▶ [What you will do]: Can you render every one of the lines below as a numbered list, skipping any blank lines?

Entries for pointing at labeled objects:
****************
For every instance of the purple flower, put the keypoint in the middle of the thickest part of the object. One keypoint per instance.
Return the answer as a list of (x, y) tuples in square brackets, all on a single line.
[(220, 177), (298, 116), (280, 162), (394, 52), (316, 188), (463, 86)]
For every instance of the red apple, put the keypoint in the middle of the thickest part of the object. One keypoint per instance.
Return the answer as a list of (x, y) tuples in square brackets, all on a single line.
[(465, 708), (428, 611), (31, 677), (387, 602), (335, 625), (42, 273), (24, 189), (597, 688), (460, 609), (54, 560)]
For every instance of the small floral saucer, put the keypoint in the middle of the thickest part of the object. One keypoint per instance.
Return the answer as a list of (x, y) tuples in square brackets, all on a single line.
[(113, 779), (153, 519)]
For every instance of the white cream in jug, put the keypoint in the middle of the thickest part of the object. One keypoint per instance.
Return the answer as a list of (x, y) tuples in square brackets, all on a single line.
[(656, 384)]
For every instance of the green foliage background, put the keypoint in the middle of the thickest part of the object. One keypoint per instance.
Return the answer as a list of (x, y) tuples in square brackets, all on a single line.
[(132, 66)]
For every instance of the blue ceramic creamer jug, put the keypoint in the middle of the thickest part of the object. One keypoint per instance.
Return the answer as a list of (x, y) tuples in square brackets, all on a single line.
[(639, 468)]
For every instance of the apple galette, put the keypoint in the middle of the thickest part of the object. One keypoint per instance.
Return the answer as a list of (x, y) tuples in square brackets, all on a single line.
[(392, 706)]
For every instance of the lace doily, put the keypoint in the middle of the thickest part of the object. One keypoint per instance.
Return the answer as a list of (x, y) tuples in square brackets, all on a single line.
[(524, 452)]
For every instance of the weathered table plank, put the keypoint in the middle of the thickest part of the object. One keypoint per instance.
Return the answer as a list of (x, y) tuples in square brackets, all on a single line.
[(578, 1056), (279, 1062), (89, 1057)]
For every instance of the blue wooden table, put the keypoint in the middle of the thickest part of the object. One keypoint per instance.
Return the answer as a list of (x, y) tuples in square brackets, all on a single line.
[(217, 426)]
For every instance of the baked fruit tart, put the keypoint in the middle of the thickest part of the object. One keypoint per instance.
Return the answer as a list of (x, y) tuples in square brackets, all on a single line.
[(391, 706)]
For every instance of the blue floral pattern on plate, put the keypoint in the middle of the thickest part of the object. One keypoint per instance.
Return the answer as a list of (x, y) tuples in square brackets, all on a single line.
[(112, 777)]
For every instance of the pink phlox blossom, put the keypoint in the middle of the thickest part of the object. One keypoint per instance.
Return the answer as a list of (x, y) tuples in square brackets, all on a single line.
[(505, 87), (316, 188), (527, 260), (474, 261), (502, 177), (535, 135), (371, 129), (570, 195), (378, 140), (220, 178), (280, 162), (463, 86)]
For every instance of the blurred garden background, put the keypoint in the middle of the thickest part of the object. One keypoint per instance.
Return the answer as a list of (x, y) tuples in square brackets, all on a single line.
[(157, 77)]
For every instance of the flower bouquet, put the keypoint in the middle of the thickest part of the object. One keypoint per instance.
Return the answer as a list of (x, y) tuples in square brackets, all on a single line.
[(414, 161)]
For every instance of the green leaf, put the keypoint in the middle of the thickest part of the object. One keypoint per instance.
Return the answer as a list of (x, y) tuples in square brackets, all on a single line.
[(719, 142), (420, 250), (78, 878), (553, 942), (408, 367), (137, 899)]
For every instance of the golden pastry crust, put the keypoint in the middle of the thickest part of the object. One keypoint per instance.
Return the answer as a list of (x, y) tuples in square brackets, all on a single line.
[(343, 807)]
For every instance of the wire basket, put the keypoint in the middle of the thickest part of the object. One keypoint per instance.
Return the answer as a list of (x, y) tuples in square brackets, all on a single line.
****************
▶ [Completed exercise]:
1. For every instance of the purple flower, put the keypoint in the middle of the thickest part of the object. One keypoint per instance.
2. Return the answer as a list of (x, y) tuples in square brackets, all on a single line.
3. [(220, 177), (298, 116), (280, 162), (394, 52), (316, 188), (463, 86)]
4. For every instance of the red apple, put the keypoint in the middle of the thickest part of the object. One keypoint per instance.
5. Return the answer as a list of (x, y) tuples in square brackets, all on a single line.
6. [(465, 708), (428, 611), (31, 677), (387, 602), (335, 625), (42, 273), (24, 189), (597, 688), (460, 609), (54, 560)]
7. For every instance of the small floral saucer, put the keypoint in the middle of the thickest part of the object. One keypoint per instance.
8. Return the answer as a list of (x, y) tuples in square brackets, all on a single line.
9. [(113, 779), (153, 519)]
10. For every instance of the white cream in jug, put the keypoint in the middle of the thickest part of the object. One keypoint per instance.
11. Return the answer as a list of (x, y) tuples in square brackets, all on a single line.
12. [(656, 384)]
13. For every instance of the green foliage background, put the keypoint in the middle of the thickest part of the object. One keypoint per instance.
14. Return the answer as a list of (x, y) tuples in square brackets, all on a single line.
15. [(132, 66)]
16. For every instance of the blue ceramic creamer jug, put the keypoint in the middle of the thickest part of the object. One keypoint per instance.
17. Return the answer as a list of (x, y) tuples in square brackets, all on a single line.
18. [(639, 468)]
19. For every instance of the apple galette, put the keypoint in the middle of the thickest part of the object. One keypoint per instance.
20. Return the answer as a list of (x, y) tuples in square brackets, all on a single line.
21. [(392, 706)]
22. For every instance of the lace doily, put the keypoint in the middle of the thickest part of the object. One keypoint per instance.
23. Return the answer as a list of (x, y) tuples in square brackets, all on a single line.
24. [(524, 452)]
25. For every instance of the weathered table plank, put the keypoint in the middle of the thickest part of the object. One keypoint per instance.
26. Return the answer as a list of (x, y) tuples in square brackets, all on a single line.
27. [(578, 1056), (279, 1062), (89, 1057)]
28. For every instance of the blue wooden table, put the keypoint in the middle of the thickest part of the object. One keypoint per instance.
29. Return the answer as a list of (x, y) tuples in square brackets, all on a single line.
30. [(217, 426)]
31. For every instance of the baked fruit tart, put the keypoint in the middle of the thickest part of the object. One keypoint per instance.
32. Return the answer as a list of (x, y) tuples in square brackets, all on a single line.
33. [(391, 706)]
34. For every instance of the blue floral pattern on plate, put the keypoint in the middle of the thickest part of the object. One keypoint per instance.
35. Return the answer as a list of (x, y) tuples in square brackets, all on a single line.
36. [(112, 777)]
37. For every instance of the pink phlox blossom, put the keypoint in the middle of the thickest part of the object. One keypoint per instance.
38. Return the answer as a list of (x, y) tuples in square brackets, all on a single line.
39. [(505, 87), (316, 188), (527, 260), (474, 261), (502, 177), (535, 135), (371, 129), (570, 195), (378, 140), (220, 178), (280, 162), (463, 86)]
40. For every instance of the blurred garden background, put the keypoint in the middle of the thickest part of the object. One keypoint per instance.
41. Return the answer as a list of (x, y) tuples in square brackets, all on a single line.
42. [(157, 77)]
43. For every instance of the flower bouquet, put the keypoint in the middle of the thickest part of the object. One keypoint per instance.
44. Return the answer as a list of (x, y) tuples in square brackets, all on a single line.
45. [(414, 161)]
46. For every instance of the green leaf, put the keypoint in the middle of the thickest part of the object. One keypoint per instance.
47. Return the answer as a list of (x, y) tuples in square brackets, all on a single line.
48. [(719, 142), (420, 250), (78, 878), (553, 942), (408, 367), (137, 899)]
49. For every instance of the golden pastry crust, put the keypoint in the middle of the thickest part of the object. One keypoint per instance.
50. Return the answer as a list of (x, y) tuples in square brackets, all on a single line.
51. [(343, 807)]
52. For every instance of the wire basket, put the keypoint in the middle of the thickest part of the object. One keypoint per instance.
53. Return the answer as a list of (x, y) tuples in square brackets, all on a single line.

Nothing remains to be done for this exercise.